-------- Supplied passage

The present invention relates generally to the production of hydrocarbon production stimulation fluids, and more particularly to a method of producing fracturing fluids based on the analysis of water from one or more sources.
Water, originating from a multitude of sources, can be a vital component of many oilfield operations. Water may be transported to the oilfield site for various purposes, including drilling mud, formation fracturing, enhanced oil recovery including steam injection, and the like. In addition to the desired hydrocarbons, many oil and natural gas producing wells also generate large quantities of waste water, commonly referred to as “produced water.” Produced water typically is contaminated with significant concentrations of chemicals and other substances requiring that the produced water be treated before being reused or discharged to the environment. Such contaminants may include natural contaminants originating from the subsurface environment, such as hydrocarbons from the oil- or gas-bearing strata and inorganic salts, and may also include man-made contaminants, wherein the man-made contaminants typically originate from injection of chemicals and other substances into the wells as part of the drilling and production processes and are subsequently recovered as contaminants in the produced water. Such man-made contaminates can include drilling mud; “frac flow back water” that includes spent fracturing fluids including polymers and inorganic cross-linking agents; polymer breaking agents; friction reduction chemicals; and artificial lubricants.

----------------

_Problem requirements_
Answer these questions from the passage on oilfield water.
1. What does the invention base its method of producing fracturing fluids on?
2. What is the waste water that many oil and natural gas wells generate commonly called?
3. Which two natural contaminants from the subsurface environment does the passage name?

-------- Source data

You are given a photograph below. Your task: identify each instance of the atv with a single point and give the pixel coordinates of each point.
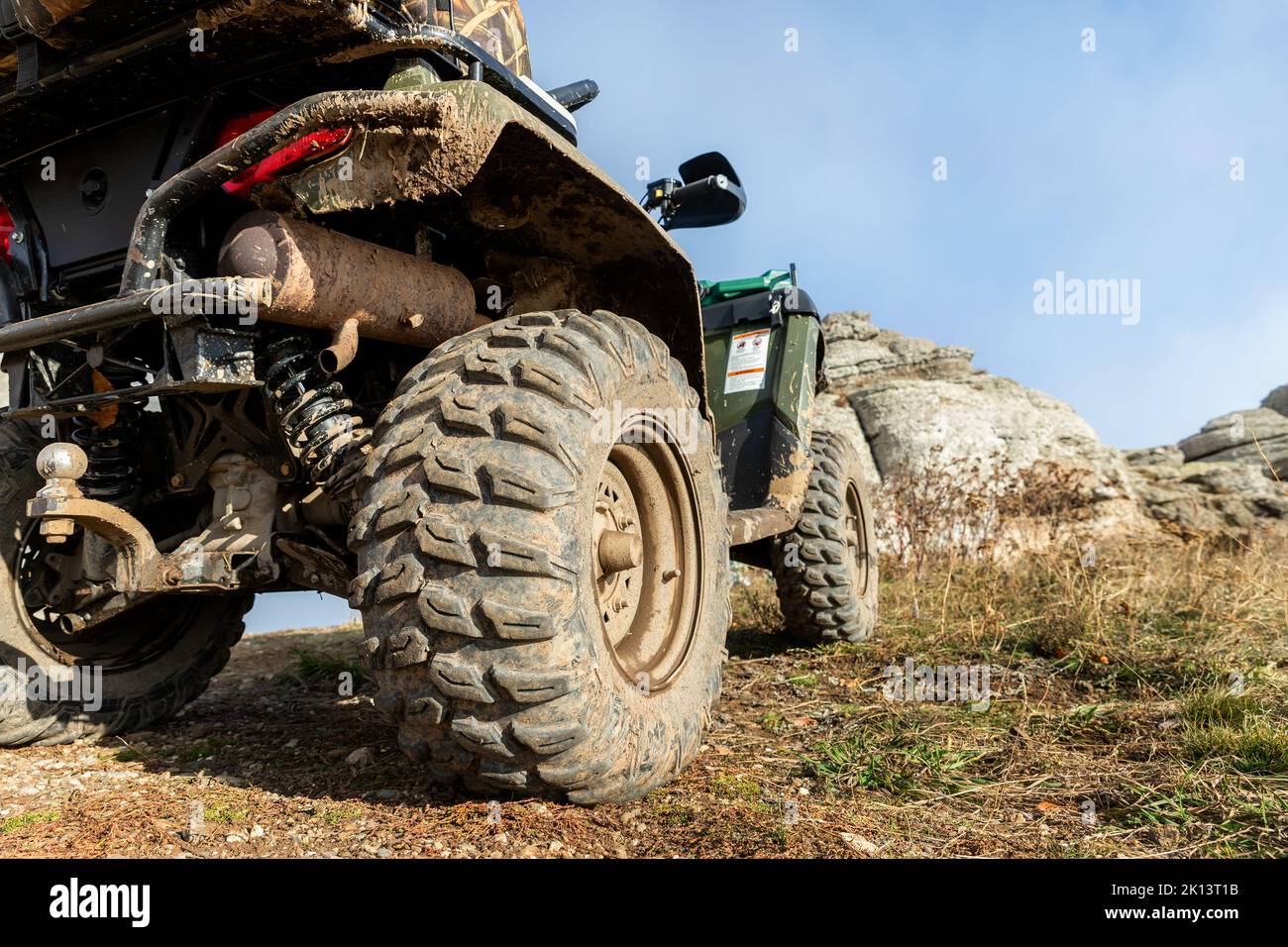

----------------

_Output for this task_
1. The analysis of water from one or more sources.
2. Produced water.
3. Hydrocarbons from the oil- or gas-bearing strata, and inorganic salts.